# [WORK ORDER]
When a line in the entries below contains the word "road", copy that line.

START DATA FOR REVIEW

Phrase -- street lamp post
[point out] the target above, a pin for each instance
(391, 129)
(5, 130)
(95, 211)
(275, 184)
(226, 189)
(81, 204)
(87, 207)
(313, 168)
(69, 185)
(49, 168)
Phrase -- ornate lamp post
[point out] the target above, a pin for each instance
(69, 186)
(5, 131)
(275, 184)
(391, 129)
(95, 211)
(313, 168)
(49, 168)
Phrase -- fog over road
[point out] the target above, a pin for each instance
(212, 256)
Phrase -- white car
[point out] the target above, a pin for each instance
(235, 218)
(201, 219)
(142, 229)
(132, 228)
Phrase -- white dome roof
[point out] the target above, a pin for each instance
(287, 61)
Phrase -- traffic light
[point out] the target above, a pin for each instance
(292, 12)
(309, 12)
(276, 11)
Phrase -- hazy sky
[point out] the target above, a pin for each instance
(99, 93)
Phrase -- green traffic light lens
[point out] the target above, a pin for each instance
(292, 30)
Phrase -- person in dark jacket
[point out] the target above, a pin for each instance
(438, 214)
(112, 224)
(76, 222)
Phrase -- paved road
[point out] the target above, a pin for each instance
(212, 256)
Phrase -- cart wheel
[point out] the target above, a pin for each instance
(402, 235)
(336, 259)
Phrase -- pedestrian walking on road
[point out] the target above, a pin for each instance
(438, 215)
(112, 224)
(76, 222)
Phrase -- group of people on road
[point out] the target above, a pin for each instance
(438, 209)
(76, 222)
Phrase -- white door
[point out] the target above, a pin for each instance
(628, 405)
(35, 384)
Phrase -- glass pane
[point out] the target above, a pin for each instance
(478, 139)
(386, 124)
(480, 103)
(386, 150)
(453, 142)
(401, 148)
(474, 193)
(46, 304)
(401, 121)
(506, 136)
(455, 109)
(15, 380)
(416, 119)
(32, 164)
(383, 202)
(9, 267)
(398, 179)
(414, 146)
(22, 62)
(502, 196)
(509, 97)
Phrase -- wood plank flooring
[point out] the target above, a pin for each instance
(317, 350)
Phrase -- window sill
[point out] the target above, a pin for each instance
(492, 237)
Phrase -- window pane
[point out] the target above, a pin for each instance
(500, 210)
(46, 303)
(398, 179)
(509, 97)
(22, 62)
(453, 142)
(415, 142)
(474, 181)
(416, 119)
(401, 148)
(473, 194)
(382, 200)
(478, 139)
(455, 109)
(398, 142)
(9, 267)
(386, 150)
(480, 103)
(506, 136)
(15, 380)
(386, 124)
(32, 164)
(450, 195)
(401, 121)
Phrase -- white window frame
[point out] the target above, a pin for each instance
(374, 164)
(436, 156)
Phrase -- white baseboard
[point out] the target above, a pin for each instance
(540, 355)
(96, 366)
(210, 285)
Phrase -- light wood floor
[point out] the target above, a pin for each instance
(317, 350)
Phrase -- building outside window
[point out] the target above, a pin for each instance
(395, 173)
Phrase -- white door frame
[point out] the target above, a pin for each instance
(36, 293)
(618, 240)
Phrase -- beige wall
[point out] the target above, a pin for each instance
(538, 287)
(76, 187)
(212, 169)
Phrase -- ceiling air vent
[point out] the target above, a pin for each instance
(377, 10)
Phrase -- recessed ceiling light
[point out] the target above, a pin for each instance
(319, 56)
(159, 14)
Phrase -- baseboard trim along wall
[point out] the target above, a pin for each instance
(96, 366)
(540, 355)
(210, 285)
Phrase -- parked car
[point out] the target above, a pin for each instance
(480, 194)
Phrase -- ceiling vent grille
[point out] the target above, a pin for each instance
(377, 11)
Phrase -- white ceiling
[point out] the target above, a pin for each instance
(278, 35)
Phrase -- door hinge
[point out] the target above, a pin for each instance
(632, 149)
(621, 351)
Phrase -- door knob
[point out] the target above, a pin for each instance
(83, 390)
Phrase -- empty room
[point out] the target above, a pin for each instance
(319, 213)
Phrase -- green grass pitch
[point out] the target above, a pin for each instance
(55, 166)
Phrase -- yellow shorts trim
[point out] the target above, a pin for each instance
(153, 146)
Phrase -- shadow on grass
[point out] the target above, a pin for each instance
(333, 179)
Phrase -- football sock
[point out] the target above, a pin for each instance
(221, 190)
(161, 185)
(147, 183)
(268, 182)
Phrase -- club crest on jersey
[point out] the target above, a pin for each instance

END DATA FOR REVIEW

# [SOLUTION]
Phrase -- fog over road
Phrase -- paved road
Phrase -- pedestrian walking on road
Phrase -- group of people on road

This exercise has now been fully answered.